■ **GOAL OF THE EXERCISE**
In the listing below, the lines starting with the line with "Task: the pointer indicates each instance of the cypress" and going on through the line with "[[134, 198], [108, 164]]" are to be reproduced exactly, and only those.

■ **DATASET ENTRIES**
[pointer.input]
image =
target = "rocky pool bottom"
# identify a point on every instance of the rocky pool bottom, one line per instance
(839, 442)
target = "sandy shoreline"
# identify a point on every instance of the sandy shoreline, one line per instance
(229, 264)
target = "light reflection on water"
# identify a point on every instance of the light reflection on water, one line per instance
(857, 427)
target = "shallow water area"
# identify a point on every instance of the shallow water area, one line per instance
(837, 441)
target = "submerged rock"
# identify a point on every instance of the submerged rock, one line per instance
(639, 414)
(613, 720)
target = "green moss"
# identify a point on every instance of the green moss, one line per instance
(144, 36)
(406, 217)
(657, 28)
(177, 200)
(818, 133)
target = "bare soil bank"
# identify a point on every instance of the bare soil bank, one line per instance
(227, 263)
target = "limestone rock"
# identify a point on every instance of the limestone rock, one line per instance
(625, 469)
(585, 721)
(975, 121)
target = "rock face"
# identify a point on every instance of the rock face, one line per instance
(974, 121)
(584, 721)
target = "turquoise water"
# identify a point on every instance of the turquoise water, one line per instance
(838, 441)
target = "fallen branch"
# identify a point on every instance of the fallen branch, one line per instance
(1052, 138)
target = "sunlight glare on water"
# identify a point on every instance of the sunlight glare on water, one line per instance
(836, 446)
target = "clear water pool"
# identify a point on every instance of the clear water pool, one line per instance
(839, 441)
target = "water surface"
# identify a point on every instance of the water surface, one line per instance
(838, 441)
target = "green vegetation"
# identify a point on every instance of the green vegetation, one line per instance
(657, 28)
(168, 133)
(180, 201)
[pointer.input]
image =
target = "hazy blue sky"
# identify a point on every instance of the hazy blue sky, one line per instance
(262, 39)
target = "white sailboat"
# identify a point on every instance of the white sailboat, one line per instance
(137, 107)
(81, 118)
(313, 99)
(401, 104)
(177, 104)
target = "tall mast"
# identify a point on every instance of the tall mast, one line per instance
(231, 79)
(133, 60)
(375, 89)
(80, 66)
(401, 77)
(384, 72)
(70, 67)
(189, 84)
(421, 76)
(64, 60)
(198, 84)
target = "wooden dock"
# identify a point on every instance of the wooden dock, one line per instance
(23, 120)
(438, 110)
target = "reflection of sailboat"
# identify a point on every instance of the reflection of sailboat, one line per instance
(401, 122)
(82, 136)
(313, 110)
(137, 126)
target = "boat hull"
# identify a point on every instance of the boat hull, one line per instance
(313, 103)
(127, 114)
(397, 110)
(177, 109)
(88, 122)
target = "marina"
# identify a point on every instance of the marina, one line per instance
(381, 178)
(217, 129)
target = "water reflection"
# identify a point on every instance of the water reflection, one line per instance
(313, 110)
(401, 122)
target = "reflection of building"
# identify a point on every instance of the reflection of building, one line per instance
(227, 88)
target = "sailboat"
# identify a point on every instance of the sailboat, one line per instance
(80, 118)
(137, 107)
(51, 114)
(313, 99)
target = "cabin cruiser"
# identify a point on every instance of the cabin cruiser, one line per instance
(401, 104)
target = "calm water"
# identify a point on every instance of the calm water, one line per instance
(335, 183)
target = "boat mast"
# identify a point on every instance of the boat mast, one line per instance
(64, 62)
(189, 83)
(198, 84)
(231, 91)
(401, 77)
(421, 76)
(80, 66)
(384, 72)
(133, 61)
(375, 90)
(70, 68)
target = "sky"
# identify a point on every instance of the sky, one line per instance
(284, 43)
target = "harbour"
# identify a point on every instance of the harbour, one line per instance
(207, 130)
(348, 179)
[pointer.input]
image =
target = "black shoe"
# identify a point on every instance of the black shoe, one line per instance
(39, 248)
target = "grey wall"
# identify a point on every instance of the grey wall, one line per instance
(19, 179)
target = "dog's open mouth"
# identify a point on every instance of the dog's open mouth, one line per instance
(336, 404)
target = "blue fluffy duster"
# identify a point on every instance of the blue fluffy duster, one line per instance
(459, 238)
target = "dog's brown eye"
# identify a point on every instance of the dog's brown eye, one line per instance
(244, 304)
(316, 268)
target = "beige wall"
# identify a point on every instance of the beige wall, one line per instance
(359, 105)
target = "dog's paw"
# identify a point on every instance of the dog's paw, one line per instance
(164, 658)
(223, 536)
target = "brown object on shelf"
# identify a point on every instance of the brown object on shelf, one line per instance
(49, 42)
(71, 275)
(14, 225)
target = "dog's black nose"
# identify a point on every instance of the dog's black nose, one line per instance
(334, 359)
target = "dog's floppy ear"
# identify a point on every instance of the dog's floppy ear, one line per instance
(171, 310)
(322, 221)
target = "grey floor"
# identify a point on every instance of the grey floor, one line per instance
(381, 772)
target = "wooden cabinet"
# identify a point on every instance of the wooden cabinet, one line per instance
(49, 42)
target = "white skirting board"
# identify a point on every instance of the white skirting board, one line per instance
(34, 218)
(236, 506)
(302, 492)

* * *

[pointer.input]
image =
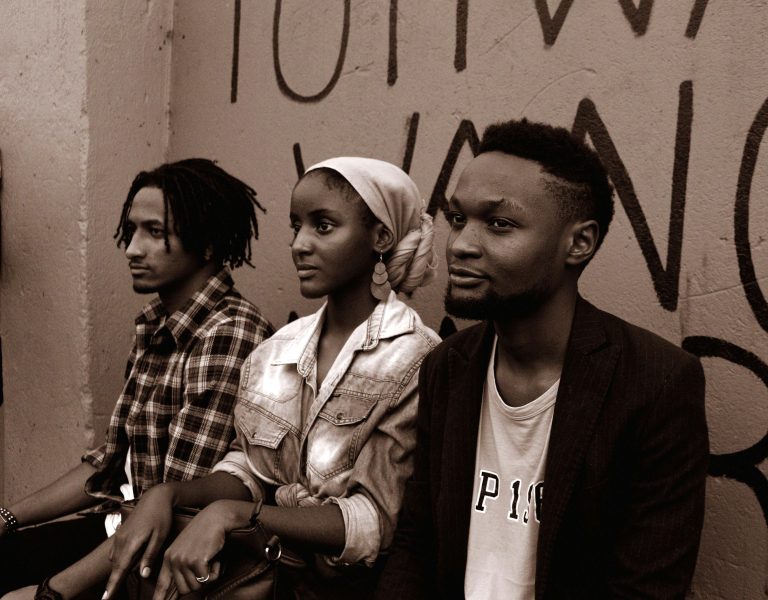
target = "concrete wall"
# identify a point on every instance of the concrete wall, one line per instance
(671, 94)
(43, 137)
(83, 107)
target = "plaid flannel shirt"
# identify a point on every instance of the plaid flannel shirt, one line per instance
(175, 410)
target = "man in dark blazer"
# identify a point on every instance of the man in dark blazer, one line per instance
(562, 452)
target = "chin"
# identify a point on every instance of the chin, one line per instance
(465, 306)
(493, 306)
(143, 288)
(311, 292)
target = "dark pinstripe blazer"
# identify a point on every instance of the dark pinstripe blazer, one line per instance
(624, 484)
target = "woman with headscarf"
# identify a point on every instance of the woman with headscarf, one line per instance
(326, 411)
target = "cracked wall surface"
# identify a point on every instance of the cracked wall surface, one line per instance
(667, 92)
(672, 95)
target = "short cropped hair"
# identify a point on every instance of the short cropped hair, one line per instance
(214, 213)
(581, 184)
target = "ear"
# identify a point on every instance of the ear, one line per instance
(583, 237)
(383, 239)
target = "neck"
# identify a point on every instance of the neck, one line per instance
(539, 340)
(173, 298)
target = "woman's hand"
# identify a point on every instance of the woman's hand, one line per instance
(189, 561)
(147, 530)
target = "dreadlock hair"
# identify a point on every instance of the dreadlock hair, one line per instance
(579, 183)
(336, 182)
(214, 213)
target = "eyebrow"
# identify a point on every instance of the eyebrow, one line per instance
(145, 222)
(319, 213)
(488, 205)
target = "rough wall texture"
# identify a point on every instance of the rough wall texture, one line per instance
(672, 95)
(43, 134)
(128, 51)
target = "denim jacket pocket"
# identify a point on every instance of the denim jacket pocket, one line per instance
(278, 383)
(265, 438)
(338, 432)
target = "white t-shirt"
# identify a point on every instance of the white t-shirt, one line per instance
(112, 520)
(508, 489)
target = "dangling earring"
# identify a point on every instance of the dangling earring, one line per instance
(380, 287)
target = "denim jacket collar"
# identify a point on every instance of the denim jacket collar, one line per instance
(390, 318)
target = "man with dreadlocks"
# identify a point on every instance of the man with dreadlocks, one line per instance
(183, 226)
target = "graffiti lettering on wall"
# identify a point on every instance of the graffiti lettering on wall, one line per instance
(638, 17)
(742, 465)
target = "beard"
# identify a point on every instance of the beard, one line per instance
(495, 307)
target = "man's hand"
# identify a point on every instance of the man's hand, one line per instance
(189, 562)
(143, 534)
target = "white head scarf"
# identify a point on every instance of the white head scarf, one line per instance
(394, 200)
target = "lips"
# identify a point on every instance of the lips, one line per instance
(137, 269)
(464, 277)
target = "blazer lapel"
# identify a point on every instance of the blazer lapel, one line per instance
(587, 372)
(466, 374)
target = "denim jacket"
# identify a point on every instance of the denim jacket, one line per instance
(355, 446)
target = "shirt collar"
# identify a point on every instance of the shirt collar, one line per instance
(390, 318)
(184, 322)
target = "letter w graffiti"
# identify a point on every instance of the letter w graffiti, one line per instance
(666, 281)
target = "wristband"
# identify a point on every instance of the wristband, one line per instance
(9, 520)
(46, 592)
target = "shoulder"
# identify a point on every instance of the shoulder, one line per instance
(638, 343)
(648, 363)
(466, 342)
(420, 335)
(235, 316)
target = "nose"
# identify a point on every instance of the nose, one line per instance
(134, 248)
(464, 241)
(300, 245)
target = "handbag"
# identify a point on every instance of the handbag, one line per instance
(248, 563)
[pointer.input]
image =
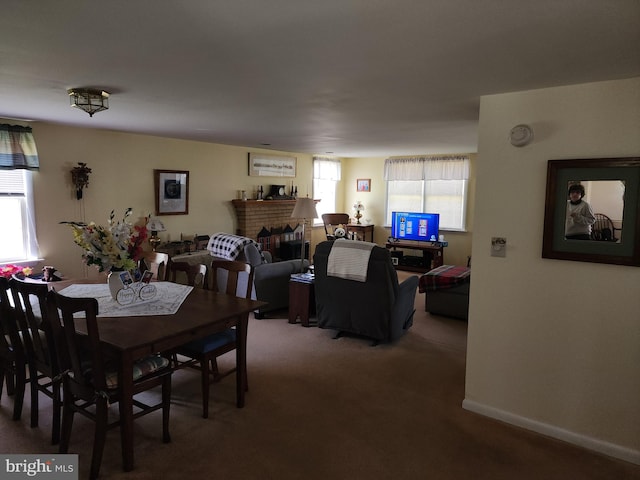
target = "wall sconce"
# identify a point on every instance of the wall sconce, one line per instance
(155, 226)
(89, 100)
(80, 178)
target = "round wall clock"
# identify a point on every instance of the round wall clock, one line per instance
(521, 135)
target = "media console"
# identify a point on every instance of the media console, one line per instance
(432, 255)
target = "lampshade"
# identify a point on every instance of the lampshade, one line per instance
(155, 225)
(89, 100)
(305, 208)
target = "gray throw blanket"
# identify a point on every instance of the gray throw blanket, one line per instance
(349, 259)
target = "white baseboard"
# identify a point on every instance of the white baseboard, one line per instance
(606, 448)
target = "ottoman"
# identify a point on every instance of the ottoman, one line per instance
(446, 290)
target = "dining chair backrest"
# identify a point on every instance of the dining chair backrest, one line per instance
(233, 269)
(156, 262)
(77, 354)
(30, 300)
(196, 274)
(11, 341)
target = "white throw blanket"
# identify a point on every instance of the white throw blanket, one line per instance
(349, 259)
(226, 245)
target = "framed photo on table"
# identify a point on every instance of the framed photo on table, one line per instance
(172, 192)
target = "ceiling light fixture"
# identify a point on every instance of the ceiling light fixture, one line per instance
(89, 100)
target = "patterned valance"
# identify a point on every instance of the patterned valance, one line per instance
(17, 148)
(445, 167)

==

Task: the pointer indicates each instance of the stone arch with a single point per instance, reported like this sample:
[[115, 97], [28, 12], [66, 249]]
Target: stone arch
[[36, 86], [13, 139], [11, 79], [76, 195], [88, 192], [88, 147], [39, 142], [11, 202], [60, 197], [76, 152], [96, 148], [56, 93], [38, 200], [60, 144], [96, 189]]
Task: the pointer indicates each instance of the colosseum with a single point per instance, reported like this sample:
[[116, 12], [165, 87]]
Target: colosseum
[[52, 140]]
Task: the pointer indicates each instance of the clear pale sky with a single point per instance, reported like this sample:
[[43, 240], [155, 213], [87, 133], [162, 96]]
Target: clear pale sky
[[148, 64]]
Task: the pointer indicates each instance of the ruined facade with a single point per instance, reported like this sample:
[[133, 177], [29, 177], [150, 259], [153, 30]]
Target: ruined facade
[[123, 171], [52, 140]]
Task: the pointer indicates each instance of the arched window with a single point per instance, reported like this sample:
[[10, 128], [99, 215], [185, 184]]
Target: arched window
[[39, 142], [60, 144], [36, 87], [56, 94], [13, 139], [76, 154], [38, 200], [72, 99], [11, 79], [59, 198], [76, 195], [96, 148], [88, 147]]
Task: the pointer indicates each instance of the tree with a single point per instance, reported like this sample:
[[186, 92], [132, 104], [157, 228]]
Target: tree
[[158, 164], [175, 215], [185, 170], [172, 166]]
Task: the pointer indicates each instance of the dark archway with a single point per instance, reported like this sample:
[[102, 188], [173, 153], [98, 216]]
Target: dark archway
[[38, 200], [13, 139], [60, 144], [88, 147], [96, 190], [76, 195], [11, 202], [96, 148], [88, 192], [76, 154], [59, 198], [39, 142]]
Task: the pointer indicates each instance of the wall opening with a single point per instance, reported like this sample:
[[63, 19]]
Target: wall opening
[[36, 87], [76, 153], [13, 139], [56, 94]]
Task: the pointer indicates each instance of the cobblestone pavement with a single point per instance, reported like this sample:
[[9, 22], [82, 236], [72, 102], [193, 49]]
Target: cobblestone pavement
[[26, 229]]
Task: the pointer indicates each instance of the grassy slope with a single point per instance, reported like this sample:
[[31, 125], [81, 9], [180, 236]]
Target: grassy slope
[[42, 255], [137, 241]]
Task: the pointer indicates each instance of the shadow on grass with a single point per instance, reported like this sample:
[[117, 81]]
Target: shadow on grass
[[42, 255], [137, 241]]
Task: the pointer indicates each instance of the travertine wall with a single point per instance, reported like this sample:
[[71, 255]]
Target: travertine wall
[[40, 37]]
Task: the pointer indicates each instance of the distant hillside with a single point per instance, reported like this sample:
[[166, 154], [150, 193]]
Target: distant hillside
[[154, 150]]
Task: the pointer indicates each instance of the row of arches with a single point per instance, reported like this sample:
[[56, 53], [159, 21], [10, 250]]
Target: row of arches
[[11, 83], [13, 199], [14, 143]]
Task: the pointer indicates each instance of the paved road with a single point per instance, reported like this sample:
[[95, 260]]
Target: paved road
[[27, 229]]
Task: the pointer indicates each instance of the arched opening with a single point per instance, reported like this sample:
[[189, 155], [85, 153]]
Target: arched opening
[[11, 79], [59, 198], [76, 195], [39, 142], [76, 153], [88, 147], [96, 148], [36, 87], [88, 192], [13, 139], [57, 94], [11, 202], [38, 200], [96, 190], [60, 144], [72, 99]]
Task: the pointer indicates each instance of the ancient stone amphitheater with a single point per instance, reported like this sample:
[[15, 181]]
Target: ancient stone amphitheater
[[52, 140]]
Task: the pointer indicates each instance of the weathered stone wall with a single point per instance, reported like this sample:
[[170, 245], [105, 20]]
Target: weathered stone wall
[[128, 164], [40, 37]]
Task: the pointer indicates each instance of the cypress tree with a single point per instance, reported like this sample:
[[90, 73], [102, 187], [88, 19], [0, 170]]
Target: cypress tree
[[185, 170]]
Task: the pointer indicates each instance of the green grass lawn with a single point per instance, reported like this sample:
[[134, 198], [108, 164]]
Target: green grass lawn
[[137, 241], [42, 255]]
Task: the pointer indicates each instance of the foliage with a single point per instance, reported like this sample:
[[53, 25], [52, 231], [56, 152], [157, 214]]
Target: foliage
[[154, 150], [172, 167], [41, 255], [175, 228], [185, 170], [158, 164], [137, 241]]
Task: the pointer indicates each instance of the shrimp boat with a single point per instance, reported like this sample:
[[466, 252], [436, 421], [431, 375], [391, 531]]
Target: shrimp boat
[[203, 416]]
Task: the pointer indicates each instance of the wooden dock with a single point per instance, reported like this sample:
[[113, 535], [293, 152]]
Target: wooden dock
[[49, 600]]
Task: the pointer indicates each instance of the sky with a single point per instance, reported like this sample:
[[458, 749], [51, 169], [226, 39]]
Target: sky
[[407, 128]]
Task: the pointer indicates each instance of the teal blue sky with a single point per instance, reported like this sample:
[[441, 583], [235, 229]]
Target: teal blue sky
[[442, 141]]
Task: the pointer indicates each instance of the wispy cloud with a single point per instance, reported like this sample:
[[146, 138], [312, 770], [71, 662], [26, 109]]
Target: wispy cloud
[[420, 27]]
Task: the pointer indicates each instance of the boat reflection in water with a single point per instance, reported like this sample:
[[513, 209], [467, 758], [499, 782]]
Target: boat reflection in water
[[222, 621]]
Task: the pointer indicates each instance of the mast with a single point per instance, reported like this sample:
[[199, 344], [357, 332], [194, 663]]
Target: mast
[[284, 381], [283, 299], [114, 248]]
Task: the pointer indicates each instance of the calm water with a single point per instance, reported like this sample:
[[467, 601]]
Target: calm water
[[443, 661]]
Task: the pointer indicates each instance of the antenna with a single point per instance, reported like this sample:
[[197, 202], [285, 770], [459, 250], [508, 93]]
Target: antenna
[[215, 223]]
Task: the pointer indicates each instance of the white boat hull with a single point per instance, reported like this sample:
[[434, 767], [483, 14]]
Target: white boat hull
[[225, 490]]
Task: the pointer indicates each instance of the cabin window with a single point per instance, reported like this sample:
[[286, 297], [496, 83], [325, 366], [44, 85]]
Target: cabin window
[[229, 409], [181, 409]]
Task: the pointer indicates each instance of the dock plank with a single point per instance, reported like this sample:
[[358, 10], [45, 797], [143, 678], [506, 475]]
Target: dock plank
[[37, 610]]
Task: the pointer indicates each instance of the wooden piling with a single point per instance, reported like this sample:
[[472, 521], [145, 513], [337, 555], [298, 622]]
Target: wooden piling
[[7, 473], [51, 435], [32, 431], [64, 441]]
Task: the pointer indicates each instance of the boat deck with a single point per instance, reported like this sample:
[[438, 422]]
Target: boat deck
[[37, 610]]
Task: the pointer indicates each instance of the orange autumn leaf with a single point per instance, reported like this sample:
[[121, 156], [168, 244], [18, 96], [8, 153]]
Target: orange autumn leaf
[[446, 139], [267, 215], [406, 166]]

■ **FINAL ANSWER**
Task: the pointer indicates each instance of the cypress tree with a single point per instance, reported like this sample:
[[90, 73], [102, 187], [88, 19], [0, 170]]
Target: cypress tree
[[185, 170]]
Task: the pointer indicates each instance of the green grass lawn with a single point per instance, reported like this sample:
[[134, 198], [108, 164]]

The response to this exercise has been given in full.